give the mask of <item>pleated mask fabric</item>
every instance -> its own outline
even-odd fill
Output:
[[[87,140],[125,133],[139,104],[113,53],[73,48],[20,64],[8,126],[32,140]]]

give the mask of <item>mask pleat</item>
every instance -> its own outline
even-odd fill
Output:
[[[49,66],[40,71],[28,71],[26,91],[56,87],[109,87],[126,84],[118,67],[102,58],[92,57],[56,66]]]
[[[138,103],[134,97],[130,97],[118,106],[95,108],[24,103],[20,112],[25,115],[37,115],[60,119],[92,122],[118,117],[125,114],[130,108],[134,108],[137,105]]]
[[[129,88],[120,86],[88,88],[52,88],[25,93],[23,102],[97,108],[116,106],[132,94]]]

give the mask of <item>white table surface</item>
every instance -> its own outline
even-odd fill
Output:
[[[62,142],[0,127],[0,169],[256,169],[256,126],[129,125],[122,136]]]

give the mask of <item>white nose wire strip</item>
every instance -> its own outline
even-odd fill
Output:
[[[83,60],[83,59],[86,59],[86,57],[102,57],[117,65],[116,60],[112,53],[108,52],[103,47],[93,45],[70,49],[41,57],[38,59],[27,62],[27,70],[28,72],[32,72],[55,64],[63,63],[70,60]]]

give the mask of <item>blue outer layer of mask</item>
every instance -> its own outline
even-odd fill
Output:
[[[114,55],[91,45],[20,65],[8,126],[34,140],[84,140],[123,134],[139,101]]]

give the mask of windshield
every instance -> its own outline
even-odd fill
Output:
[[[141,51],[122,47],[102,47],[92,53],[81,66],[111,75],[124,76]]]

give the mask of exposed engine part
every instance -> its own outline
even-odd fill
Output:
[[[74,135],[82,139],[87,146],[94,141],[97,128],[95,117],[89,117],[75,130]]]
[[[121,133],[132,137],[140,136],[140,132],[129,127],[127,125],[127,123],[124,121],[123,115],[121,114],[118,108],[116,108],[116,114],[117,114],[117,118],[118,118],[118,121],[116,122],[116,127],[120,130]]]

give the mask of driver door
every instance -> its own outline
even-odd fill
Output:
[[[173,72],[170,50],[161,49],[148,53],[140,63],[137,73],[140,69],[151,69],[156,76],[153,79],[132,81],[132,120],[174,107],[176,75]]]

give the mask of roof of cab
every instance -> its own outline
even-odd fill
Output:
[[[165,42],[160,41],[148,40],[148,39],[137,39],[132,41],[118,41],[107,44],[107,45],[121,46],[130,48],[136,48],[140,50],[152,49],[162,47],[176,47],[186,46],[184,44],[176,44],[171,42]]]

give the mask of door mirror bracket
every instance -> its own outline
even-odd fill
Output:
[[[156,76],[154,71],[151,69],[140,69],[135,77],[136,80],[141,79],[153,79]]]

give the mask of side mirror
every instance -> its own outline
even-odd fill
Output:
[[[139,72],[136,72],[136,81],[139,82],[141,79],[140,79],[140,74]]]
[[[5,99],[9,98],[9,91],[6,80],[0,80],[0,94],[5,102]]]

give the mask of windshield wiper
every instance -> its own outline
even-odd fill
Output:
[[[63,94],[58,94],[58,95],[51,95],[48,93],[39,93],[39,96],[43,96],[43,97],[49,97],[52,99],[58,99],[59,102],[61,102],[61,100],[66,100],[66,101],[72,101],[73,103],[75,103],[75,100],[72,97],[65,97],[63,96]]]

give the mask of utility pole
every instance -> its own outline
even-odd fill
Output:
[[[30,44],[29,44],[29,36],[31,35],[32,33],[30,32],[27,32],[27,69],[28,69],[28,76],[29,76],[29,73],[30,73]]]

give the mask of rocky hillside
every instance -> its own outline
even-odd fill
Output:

====

Reproduce every item above line for line, with no changes.

give the mask of <item>pleated mask fabric</item>
every instance -> its own outline
even-odd fill
Output:
[[[87,140],[125,133],[139,104],[113,53],[73,48],[20,64],[8,126],[32,140]]]

give the mask of <item>mask pleat</item>
every instance -> its own outline
even-odd fill
Output:
[[[49,66],[40,71],[28,71],[26,91],[56,87],[109,87],[126,84],[118,67],[102,58],[92,57],[56,66]]]
[[[138,103],[134,97],[130,97],[118,106],[95,108],[24,103],[20,112],[25,115],[37,115],[60,119],[92,122],[118,117],[125,114],[130,108],[134,108],[137,105]]]
[[[129,88],[120,86],[88,88],[52,88],[25,93],[23,102],[97,108],[116,106],[132,94]]]

give the mask of <item>white table surface</item>
every instance -> its own outline
even-odd fill
Output:
[[[62,142],[0,127],[0,169],[256,169],[256,126],[129,125],[122,136]]]

give the mask of <item>white nose wire strip</item>
every instance -> its own outline
even-odd fill
Output:
[[[83,60],[83,59],[86,59],[86,57],[102,57],[117,65],[116,60],[112,53],[108,52],[103,47],[93,45],[70,49],[41,57],[38,59],[27,62],[27,70],[28,72],[32,72],[55,64],[63,63],[70,60]]]

give the mask of <item>blue outer layer of mask</item>
every instance -> its own outline
even-odd fill
Output:
[[[114,55],[91,45],[20,65],[8,126],[34,140],[84,140],[123,134],[139,101]]]

give the mask of windshield
every instance -> its own outline
even-odd fill
Output:
[[[141,51],[122,47],[102,47],[92,53],[81,66],[111,75],[124,76]]]

give the mask of exposed engine part
every instance -> its own outline
even-odd fill
Output:
[[[74,135],[82,139],[87,146],[94,141],[97,128],[95,117],[89,117],[75,130]]]
[[[121,133],[132,137],[140,136],[140,132],[129,127],[127,125],[127,123],[124,121],[123,115],[121,114],[118,108],[116,108],[116,114],[117,114],[117,118],[118,118],[118,121],[116,122],[116,127],[120,130]]]

give the mask of driver door
every instance -> its own outline
even-odd fill
Output:
[[[173,72],[170,50],[161,49],[148,53],[140,63],[137,73],[140,69],[151,69],[156,76],[153,79],[132,81],[132,120],[174,107],[176,75]]]

give the mask of roof of cab
every instance -> its own outline
even-odd fill
Output:
[[[165,42],[160,41],[148,40],[148,39],[137,39],[132,41],[118,41],[107,44],[107,45],[121,46],[130,48],[136,48],[140,50],[152,49],[162,47],[176,47],[186,46],[184,44],[176,44],[171,42]]]

give the mask of door mirror bracket
every instance -> its own outline
even-odd fill
Output:
[[[156,76],[154,71],[151,69],[140,69],[135,77],[136,80],[141,79],[153,79]]]

give the mask of side mirror
every instance -> its own outline
even-odd fill
Output:
[[[139,72],[136,72],[136,81],[139,82],[141,79],[140,79],[140,74]]]
[[[5,99],[9,98],[9,91],[6,80],[0,80],[0,94],[5,102]]]

give the mask of windshield wiper
every instance -> its own outline
even-odd fill
Output:
[[[63,94],[58,94],[58,95],[51,95],[48,93],[39,93],[39,96],[43,96],[43,97],[49,97],[52,99],[58,99],[59,102],[61,102],[61,100],[66,100],[66,101],[72,101],[73,103],[75,103],[75,100],[72,97],[65,97],[63,96]]]

give the mask of utility pole
every instance -> its own outline
even-odd fill
Output:
[[[30,44],[29,44],[29,36],[31,35],[32,33],[30,32],[27,32],[27,69],[28,69],[28,76],[29,76],[29,73],[30,73]]]

give the mask of rocky hillside
every instance -> its own outline
even-odd fill
Output:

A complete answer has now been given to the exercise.